TASKS TO PERFORM =>
1. Decide whether each statement below agrees with the Slesinger passage. Answer yes or no, and quote the exact words from the passage that decide it.
(a) The protagonist of "Mother to Dinner" has been married for 11 months.
(b) Margaret Flinders and her husband made the decision to have an abortion together.
(c) Ethel Blake is called an honest woman.
2. Reproduce the Slesinger passage word for word, everything from "The falseness of" down to "loving domineering mother.".

SUPPLIED TEXT =>
Suddenly, and perhaps for the first time in her life. Ethel Blake grew coy, she dangled something and she withheld something, she felt her power come true and she let a man's eye rest on a thing she held in her hand and then deliberately she stuck her hand behind her back.

The falseness of this is evident. But for so long it's the way many women have been forced to operate in order to get what they want or need. Ethel Blake is an honest woman who knows damn well the game she's playing in order to get herself laid, and who finds the power being coy gives her to manipulate another human being an exhilarating and, ultimately, a liberating experience.

But for women who don't understand their motivations this well, the games they've played with men have been far from liberating. For the protagonist of "Mother to Dinner", the game results in a nightmare. She is a bride of 11 months, married to a man she barely knows. He saw her in a blue dress at a party, she went out with him more than with anyone else, so they got married. And yet, she can't remove herself from the strong influence of her loving domineering mother.

Katherine felt herself to be struggling somewhere in the middle, between two harbors, unable to decide whether to swim backward or forward, tempted almost to close her eyes and quietly drown where she was Shuttle, shuttle, she murmured to herself, miserably, exasperated at her weakness, her helplessness.

Life as Slesinger depicts it, is not much easier for a woman who makes a strong, in dependent decision. Margaret Flinders is a young intellectual socialist. When she becomes pregnant, she and her husband discuss how a child would destroy all their plans. But the final decision to have an abortion is hers alone, but afterwards she says.

That night I did not pass my hands contentedly over my hard breasts; that night I gave no thought to the nipples grown suddenly brown and competent; I packed, instead, my suit-case: I filled it with all the white clothes I own. Why are you taking white clothes to the hospital? Miles said to me. I laughed. Why did I? White, for a bride; white, for a corpse; white, for a woman who refuses to be a woman...

PROVIDED INFORMATION =>
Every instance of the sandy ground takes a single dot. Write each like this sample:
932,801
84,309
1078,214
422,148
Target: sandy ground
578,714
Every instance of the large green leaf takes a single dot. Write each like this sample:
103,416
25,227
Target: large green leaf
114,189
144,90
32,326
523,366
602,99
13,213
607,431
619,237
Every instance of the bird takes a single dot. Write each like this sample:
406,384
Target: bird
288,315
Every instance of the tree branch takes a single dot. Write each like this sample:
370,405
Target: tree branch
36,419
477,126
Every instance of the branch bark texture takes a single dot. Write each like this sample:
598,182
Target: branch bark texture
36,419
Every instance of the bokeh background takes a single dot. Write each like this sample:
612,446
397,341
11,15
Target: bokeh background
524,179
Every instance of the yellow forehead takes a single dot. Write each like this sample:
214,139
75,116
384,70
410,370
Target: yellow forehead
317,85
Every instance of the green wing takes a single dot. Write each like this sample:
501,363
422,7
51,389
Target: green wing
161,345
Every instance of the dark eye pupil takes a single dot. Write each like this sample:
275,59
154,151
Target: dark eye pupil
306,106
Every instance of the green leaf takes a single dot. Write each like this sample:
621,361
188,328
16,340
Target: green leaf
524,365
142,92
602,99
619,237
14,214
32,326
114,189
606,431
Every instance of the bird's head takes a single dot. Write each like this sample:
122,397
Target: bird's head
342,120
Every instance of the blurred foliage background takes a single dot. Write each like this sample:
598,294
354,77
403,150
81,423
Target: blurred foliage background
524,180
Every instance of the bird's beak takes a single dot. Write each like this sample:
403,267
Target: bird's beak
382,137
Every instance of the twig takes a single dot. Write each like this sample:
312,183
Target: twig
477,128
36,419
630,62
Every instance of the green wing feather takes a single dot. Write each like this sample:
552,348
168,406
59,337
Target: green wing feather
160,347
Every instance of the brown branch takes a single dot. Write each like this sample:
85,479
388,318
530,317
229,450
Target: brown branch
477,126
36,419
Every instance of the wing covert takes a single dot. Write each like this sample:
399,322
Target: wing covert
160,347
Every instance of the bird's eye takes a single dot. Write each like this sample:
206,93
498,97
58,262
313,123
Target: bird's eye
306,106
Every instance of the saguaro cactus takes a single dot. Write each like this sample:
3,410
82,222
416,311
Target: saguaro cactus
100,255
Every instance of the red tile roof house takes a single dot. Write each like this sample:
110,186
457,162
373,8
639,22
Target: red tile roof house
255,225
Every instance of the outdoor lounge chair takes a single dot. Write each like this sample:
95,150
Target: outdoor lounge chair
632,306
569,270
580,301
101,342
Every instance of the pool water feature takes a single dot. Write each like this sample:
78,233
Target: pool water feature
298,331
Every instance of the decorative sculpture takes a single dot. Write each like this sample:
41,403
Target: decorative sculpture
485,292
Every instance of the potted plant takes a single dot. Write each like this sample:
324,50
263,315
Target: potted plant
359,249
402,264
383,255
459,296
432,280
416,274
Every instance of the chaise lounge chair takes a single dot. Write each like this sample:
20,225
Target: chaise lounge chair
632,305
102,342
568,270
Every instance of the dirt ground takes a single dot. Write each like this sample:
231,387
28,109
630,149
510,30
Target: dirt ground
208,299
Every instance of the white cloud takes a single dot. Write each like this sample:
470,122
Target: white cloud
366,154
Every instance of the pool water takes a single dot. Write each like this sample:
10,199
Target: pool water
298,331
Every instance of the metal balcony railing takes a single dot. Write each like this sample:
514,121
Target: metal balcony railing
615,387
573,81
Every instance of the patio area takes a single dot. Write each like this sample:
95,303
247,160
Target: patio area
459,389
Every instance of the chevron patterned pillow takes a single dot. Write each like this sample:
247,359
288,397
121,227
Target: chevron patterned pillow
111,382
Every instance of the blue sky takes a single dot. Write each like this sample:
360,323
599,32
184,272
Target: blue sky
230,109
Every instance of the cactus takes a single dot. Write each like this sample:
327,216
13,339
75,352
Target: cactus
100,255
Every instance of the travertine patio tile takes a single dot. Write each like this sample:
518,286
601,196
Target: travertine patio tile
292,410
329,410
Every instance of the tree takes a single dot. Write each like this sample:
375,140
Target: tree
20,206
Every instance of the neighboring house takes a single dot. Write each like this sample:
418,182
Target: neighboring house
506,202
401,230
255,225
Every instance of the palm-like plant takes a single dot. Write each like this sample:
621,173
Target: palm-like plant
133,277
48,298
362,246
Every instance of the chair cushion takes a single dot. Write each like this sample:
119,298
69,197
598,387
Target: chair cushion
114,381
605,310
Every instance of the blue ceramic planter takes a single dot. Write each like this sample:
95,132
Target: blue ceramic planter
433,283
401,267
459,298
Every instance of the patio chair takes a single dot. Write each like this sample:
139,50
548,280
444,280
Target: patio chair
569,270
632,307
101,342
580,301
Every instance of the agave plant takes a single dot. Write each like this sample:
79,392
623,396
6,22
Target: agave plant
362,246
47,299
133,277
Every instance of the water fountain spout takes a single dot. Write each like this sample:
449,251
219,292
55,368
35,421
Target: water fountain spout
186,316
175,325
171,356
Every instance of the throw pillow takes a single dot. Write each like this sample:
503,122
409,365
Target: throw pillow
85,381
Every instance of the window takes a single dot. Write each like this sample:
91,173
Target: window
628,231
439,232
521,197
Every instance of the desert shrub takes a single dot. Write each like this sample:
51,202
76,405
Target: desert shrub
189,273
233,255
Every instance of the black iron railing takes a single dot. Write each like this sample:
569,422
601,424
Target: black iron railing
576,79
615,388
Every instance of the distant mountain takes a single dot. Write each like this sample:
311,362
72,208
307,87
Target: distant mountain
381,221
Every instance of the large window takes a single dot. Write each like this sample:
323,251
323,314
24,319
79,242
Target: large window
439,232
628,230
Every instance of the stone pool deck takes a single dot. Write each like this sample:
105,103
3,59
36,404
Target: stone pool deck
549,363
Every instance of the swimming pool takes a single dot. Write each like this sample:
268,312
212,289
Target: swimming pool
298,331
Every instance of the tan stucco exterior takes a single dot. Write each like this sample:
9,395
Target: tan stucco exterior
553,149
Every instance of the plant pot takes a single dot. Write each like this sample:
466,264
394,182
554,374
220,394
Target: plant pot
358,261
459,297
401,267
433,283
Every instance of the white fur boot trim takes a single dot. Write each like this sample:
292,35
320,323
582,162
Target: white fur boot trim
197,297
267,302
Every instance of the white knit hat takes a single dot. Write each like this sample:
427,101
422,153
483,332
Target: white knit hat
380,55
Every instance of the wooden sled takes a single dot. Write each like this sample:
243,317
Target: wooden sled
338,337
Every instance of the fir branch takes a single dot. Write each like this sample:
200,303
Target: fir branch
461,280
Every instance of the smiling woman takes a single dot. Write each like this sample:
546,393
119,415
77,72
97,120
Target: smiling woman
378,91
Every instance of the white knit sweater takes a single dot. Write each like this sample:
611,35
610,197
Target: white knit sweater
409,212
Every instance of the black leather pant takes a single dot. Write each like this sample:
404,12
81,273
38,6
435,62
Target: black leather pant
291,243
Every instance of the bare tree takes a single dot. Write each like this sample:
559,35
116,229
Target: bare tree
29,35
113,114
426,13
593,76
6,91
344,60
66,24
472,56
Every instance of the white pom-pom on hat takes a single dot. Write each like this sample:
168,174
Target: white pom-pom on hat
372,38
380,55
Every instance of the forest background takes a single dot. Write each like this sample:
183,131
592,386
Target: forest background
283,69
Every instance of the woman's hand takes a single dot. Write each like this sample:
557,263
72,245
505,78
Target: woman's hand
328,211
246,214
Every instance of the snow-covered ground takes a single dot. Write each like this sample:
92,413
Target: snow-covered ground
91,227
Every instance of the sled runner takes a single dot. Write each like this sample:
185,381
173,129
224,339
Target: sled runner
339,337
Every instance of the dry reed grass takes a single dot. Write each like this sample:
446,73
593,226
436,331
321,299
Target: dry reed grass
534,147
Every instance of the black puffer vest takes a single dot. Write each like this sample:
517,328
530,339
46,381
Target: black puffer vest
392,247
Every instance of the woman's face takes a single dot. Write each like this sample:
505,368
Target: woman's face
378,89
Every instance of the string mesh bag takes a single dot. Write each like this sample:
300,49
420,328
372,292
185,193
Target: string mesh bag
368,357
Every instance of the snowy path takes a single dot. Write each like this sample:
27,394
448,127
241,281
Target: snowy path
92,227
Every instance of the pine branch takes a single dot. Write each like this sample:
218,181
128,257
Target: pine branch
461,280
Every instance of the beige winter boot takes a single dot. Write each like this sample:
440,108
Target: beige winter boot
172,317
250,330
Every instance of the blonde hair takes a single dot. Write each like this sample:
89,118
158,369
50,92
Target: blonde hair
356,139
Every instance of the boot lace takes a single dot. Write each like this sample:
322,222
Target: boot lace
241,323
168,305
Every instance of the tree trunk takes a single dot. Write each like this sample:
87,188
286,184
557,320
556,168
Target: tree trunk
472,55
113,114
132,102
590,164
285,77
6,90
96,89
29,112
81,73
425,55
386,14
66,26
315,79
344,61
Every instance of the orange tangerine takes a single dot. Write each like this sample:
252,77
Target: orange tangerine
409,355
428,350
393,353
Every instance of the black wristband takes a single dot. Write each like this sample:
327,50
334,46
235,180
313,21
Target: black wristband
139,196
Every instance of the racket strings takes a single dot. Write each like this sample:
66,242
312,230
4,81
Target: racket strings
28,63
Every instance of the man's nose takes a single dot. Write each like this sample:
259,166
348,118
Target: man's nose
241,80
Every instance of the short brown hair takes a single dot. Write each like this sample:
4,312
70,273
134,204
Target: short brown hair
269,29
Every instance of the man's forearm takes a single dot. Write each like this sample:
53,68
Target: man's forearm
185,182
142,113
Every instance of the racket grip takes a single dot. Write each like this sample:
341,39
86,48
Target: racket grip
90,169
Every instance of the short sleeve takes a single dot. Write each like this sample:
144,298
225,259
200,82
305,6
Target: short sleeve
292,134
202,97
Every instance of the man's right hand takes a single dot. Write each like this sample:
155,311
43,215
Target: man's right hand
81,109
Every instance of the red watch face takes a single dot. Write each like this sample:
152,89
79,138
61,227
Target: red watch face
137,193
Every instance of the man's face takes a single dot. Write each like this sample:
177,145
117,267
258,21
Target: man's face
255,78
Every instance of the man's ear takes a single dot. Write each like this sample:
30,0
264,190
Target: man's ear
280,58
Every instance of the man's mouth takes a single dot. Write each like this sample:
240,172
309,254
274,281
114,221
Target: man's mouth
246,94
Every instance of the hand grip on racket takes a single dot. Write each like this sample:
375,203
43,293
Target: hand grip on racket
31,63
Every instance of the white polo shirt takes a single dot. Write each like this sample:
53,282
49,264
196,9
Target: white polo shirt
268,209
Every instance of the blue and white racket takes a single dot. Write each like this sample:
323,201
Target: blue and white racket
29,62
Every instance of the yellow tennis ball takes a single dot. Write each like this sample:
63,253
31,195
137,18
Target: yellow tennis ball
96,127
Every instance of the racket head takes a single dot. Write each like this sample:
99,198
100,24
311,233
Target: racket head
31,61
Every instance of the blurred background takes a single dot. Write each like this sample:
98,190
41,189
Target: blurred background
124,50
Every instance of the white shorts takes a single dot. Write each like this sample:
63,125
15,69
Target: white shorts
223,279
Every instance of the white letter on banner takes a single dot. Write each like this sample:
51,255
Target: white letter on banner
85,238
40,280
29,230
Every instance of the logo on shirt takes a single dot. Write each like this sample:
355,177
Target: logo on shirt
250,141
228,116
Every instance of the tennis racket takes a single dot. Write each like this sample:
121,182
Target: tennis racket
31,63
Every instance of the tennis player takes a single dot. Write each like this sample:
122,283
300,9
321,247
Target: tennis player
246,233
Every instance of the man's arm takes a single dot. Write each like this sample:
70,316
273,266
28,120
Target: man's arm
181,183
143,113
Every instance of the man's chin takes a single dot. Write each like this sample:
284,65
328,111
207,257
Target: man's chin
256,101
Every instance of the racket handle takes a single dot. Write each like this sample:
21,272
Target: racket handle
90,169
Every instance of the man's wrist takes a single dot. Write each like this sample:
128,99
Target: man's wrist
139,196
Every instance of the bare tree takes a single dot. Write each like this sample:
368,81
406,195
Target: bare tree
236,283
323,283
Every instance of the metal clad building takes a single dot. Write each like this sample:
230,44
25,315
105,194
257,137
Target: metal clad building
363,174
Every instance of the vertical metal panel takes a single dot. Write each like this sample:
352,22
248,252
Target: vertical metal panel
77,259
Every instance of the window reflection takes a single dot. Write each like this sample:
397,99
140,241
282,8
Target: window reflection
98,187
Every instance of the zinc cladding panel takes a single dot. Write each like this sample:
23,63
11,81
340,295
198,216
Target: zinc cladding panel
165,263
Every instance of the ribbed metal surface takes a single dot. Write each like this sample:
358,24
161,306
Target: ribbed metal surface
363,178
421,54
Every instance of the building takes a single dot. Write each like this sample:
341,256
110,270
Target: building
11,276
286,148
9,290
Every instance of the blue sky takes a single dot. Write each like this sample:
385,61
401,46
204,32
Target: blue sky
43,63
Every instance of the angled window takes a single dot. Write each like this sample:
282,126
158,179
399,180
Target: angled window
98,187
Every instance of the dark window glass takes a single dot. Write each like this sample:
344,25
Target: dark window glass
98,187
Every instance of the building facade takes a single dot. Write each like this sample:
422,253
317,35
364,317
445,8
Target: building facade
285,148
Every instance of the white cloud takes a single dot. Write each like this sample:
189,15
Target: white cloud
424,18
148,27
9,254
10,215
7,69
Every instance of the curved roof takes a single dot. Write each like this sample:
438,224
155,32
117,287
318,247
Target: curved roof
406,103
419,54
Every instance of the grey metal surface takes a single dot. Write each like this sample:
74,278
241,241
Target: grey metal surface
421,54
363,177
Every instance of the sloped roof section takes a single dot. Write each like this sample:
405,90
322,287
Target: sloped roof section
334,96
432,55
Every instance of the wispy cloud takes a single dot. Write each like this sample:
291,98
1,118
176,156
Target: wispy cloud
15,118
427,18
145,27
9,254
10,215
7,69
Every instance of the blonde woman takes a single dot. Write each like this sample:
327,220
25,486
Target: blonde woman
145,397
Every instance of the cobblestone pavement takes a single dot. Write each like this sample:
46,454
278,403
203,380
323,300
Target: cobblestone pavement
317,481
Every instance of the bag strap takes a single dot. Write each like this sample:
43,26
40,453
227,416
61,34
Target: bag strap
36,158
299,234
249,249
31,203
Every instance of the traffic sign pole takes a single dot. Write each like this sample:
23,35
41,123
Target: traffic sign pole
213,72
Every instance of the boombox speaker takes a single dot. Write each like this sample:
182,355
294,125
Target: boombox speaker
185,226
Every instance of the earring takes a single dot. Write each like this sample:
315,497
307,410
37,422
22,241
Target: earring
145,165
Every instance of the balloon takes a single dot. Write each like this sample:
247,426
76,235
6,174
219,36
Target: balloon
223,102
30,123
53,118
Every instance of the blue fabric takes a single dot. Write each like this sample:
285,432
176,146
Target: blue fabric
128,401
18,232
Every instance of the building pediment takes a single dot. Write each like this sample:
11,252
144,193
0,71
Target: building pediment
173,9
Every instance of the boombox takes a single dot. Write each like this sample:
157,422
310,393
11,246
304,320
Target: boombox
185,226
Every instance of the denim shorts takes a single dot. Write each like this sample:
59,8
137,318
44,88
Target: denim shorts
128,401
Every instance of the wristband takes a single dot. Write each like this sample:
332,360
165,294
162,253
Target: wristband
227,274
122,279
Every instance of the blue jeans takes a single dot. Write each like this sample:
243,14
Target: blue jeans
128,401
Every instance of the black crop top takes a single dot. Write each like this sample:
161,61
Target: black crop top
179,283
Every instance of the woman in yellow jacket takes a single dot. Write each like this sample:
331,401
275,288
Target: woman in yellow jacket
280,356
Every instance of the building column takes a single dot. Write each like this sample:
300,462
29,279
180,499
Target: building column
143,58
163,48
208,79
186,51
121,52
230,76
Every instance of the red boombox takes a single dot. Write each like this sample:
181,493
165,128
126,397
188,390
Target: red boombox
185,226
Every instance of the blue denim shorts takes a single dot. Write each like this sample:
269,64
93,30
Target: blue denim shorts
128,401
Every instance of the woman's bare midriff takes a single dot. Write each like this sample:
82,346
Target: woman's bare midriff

PROBLEM SOLUTIONS =>
1.
(a) Yes: "She is a bride of 11 months"
(b) No: "But the final decision to have an abortion is hers alone"
(c) Yes: "Ethel Blake is an honest woman"

2.
The falseness of this is evident. But for so long it's the way many women have been forced to operate in order to get what they want or need. Ethel Blake is an honest woman who knows damn well the game she's playing in order to get herself laid, and who finds the power being coy gives her to manipulate another human being an exhilarating and, ultimately, a liberating experience.

But for women who don't understand their motivations this well, the games they've played with men have been far from liberating. For the protagonist of "Mother to Dinner", the game results in a nightmare. She is a bride of 11 months, married to a man she barely knows. He saw her in a blue dress at a party, she went out with him more than with anyone else, so they got married. And yet, she can't remove herself from the strong influence of her loving domineering mother.